### Task to complete
Using the evidence summary on nasogastric aspiration, explain in one to three sentences why a negative NG aspirate or lavage should not be used to rule out an upper GI bleed.

### Selected passage
______________________________

EBQ:Nasogastric aspiration and lavage in emergency department patients with hematochezia or melena without hematemesis
Is nasogastric lavage and aspiration in the ED an effective test to distinguish between an upper versus lower source of GI bleed in patients who have either melena or hematochezia without hematemesis?
Nasogastric aspiration has a poor diagnostic performance, and cannot be relied upon to rule out an UGIB as the source of bleeding.
- While NG aspiration is commonly used in order to ascertain the source of bleeding (UGIB vs LGIB), its diagnostic utility in patients with hematochezia or melena without hematemesis is not supported by the literature.
- With included study sensitivities all below 90% and -LR's greater than 0.2, a negative NG aspirate or lavage should not be used to rule out UGIB, or change the clinical management of these patients.
- As the test is rated among the most painful procedures done in the ED, not without complications (0.3%-0.8%), its utility should be considered prior to placement.
- A coordinated plan between the ED & GI teams, as to whether the aspiration results will change EGD timing should be taken into consideration when a decision is made to place, or not place an NG.
Systematic literature review.
- The authors identified 969 studies related to their question, 3 of which met inclusion criteria for the review.
- All three studies were retrospective in design
Varied, depending on the study.

______________________________

### Excerpted records

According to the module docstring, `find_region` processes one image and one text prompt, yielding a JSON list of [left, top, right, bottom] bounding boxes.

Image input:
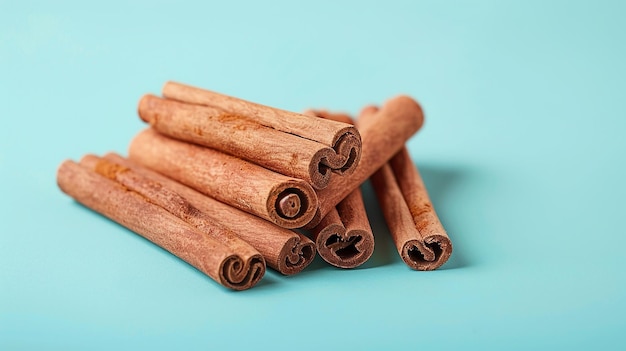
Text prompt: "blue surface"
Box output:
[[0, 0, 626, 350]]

______________________________

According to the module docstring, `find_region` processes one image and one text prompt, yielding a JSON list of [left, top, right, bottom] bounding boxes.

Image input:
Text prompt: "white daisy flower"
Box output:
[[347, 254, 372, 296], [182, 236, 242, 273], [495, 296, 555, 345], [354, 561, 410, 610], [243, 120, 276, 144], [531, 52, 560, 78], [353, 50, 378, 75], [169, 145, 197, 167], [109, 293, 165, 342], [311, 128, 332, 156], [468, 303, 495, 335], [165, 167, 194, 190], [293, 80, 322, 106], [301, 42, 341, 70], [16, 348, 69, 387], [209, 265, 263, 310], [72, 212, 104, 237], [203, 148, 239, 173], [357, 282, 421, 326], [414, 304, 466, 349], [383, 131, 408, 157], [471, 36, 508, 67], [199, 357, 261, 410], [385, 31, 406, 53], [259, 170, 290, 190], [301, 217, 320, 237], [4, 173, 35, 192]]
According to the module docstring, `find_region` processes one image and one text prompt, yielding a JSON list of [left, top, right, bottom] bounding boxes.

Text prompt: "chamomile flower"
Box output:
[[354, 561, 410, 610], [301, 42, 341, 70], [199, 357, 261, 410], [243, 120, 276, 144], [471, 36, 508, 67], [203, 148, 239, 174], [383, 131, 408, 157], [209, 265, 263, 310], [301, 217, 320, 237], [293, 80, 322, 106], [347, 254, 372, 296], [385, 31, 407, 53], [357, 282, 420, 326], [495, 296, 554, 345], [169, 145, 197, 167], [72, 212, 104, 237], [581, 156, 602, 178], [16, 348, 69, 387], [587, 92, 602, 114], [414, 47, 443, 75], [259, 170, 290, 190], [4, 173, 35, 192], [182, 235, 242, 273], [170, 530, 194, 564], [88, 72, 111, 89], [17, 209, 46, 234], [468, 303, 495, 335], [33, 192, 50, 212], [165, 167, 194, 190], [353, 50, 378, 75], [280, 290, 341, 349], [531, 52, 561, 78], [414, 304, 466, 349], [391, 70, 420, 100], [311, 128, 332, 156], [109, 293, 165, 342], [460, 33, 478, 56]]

______________________________

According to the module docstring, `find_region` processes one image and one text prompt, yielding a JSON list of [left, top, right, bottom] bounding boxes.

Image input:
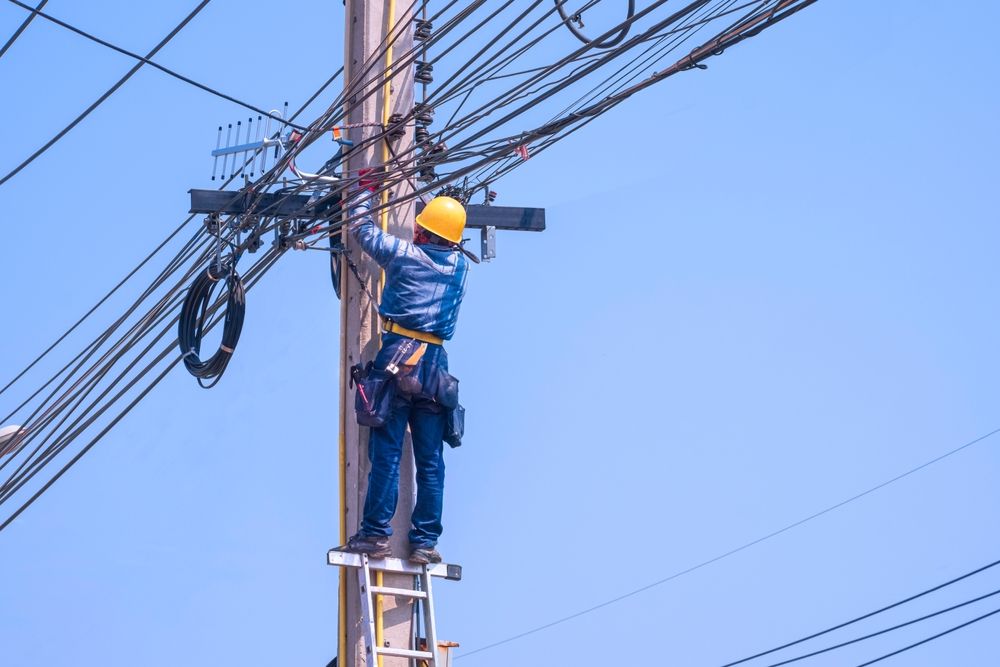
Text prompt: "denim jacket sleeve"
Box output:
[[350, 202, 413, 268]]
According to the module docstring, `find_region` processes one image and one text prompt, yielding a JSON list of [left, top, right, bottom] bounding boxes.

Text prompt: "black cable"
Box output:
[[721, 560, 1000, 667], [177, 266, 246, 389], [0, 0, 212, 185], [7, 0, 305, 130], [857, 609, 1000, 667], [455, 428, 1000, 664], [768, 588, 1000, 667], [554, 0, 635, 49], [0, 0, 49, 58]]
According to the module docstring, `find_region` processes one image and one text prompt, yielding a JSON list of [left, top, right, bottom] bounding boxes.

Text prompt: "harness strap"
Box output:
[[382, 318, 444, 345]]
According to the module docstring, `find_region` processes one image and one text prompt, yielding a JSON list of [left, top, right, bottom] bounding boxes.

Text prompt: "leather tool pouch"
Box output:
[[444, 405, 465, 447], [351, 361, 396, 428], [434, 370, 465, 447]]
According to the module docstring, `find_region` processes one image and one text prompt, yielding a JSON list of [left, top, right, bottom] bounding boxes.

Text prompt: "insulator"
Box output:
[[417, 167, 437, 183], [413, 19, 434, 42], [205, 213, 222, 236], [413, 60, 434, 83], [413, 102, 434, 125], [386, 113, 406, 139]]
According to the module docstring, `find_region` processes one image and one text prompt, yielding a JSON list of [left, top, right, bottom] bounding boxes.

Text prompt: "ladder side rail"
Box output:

______________________________

### Task response
Every included study had a sensitivity below 90% and a negative likelihood ratio greater than 0.2. The test therefore has poor diagnostic performance, so a negative NG aspirate or lavage cannot be relied on to rule out an upper GI bleed or to change the clinical management of these patients.